Saya merasa yakin kalau mereka terlalu yakin bahwa pasal 6A ini merupakan tembok Cina yang akan menghalangi calon independen. Tapi, saya yakin akan ada kejutan untuk masalah ini.
Mungkin mereka juga melihat kalau Pilkada independen ternyata tidak mengganggu parpol. Toh, mereka tetap bisa menang. Calon independen itu baru menang di tiga daerah.
Sebenarnya independen itu tidak perlu menang. Hal terpenting bagaimana calon independen bisa mendorong parpol mencari calon yang berkualitas dan tidak menjual Pilkada.
Jadi dengan opitimistis menang di MK?
Ada perbedaan MK dulu dan sekarang. MK yang sekarang lebih melihat pada substansi masalah walaupun risikonya MK dianggap melanggar undang-undang. Seperti Jatim yang dianggap salah karena dianggap melewati wewenang MK.
Ini yang menjadi menarik, karena kalau dilihat dari sisi formalitas, pasal 6A ini seperti tembok Cina, tapi secara substansi tidak ada masalah, karena ini merupakan praktik demokrasi modern. Mahfudz (Ketua MK) berhasil menunjukkan dirinya bahwa MK merupakan penafsir konstitusi yang hidup. Bukan penafsir konstitusi mati. Konstitusi hidup karena mengikuti perkembangan sosial, politik dalam masyarakat. Dengan begitu saya optimistis bisa menang dan bisa berlaga di 2009.
Kalau sudah lolos MK, apa hambatan lain calon independen?

** Tugas Diberikan **
Tulis ulang bagian teks tentang calon independen, mulai dari "Mungkin mereka juga" sampai "tidak menjual Pilkada." (keduanya ikut disertakan), dengan mengganti "parpol" menjadi "partai politik".

** Kumpulan Data **
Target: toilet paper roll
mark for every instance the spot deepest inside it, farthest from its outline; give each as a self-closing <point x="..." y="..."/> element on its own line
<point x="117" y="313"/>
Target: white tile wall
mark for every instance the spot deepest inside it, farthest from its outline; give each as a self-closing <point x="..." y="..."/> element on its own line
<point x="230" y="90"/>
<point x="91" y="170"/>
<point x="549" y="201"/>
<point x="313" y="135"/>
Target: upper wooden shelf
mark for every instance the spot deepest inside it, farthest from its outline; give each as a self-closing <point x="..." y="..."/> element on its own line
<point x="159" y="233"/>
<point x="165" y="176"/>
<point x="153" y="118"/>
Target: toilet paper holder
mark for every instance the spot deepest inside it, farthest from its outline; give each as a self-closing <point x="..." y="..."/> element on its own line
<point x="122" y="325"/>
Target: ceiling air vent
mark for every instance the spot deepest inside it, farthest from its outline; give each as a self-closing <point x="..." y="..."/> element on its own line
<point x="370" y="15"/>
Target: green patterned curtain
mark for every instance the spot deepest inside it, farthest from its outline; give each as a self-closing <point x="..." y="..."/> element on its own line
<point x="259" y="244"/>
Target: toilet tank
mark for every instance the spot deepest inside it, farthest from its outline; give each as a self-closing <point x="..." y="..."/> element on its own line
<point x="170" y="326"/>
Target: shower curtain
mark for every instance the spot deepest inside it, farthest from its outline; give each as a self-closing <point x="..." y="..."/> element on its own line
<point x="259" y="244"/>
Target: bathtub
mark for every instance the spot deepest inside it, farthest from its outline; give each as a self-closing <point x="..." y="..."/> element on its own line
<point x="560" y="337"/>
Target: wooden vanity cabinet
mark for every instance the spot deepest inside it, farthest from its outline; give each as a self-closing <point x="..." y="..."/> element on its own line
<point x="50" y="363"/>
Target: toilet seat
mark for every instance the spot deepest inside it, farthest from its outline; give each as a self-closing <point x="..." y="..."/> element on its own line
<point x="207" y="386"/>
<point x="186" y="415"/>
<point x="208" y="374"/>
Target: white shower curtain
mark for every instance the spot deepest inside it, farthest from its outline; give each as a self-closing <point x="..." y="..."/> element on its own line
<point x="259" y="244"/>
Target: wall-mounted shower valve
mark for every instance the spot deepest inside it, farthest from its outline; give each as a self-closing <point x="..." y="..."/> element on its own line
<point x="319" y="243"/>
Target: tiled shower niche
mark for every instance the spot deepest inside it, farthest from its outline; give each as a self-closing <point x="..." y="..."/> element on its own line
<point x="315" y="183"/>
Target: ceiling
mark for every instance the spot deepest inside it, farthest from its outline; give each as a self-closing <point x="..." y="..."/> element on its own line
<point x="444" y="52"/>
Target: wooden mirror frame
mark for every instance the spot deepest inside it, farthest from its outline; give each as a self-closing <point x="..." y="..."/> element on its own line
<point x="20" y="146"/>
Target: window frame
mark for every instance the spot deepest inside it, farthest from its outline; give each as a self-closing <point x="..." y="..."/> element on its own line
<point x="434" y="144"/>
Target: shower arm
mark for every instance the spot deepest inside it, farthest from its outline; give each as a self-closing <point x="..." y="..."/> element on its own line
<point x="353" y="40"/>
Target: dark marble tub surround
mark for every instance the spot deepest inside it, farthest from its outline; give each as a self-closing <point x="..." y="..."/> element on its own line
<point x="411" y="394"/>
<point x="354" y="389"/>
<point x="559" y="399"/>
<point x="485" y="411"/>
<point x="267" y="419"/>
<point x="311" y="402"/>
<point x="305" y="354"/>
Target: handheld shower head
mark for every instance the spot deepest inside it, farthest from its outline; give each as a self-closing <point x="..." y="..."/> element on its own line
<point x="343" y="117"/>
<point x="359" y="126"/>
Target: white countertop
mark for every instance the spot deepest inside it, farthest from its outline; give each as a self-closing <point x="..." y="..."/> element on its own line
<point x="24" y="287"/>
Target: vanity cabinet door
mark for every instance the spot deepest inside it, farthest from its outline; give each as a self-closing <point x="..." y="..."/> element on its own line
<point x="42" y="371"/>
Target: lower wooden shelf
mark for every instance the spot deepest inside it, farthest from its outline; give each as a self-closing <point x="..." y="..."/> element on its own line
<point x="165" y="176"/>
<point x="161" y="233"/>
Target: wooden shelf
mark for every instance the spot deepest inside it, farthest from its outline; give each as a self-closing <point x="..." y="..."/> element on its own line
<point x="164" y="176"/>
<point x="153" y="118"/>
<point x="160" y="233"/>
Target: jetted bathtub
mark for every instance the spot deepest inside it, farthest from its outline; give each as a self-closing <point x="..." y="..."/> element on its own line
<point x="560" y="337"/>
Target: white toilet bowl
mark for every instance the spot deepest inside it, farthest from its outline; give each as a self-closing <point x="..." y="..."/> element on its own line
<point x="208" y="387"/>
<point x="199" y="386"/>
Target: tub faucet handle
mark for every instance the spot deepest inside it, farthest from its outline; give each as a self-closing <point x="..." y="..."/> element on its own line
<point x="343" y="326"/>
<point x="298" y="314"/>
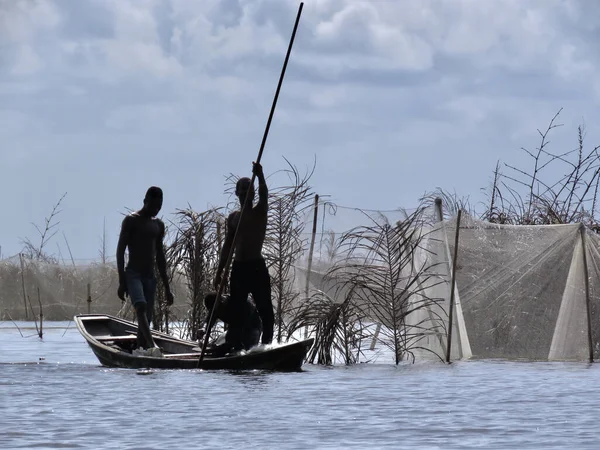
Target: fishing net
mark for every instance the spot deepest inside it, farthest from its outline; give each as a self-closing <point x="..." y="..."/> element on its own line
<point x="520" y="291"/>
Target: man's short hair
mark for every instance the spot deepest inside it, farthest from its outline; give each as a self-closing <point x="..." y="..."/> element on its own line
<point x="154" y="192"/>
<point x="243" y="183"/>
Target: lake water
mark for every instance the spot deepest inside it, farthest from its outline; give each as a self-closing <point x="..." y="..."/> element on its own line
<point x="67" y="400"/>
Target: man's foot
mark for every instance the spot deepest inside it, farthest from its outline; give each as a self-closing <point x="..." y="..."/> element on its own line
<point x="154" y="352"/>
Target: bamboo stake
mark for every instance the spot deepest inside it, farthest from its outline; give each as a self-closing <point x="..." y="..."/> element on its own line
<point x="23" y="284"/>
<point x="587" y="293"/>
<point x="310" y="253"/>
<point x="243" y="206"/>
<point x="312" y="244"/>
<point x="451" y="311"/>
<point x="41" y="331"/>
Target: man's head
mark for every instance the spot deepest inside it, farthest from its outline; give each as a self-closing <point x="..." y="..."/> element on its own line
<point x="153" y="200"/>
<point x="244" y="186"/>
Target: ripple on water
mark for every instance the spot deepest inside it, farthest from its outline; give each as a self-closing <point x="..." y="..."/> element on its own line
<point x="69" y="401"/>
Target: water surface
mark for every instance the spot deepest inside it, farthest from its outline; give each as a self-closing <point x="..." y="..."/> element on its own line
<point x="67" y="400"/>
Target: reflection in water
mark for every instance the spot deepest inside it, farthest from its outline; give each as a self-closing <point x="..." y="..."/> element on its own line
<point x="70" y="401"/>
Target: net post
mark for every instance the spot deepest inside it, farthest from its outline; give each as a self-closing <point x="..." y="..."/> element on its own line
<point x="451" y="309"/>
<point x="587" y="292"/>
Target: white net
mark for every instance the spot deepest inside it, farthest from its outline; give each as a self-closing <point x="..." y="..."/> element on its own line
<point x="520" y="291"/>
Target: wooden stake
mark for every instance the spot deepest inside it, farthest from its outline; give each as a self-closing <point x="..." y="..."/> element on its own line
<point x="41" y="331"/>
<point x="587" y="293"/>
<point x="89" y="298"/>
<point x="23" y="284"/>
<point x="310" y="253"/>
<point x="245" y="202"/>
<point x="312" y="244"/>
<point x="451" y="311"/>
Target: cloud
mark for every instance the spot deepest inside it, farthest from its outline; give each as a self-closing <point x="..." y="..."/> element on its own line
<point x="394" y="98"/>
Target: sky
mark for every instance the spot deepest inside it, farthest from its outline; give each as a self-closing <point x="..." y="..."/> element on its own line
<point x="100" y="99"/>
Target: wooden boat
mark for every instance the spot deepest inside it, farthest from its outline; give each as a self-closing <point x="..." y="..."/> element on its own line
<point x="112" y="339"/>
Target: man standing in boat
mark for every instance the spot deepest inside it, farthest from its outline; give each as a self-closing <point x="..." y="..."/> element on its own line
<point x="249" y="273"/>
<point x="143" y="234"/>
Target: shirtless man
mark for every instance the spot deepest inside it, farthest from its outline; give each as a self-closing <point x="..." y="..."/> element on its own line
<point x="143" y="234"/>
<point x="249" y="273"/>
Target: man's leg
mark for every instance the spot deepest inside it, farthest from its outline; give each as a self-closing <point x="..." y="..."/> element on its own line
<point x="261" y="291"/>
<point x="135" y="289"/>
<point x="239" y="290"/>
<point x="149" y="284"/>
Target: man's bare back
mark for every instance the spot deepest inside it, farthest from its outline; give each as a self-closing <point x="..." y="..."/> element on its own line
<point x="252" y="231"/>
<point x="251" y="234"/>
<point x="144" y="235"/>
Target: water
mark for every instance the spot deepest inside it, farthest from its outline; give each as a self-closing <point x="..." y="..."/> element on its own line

** Tugas Selesai **
Mungkin mereka juga melihat kalau Pilkada independen ternyata tidak mengganggu partai politik. Toh, mereka tetap bisa menang. Calon independen itu baru menang di tiga daerah.
Sebenarnya independen itu tidak perlu menang. Hal terpenting bagaimana calon independen bisa mendorong partai politik mencari calon yang berkualitas dan tidak menjual Pilkada.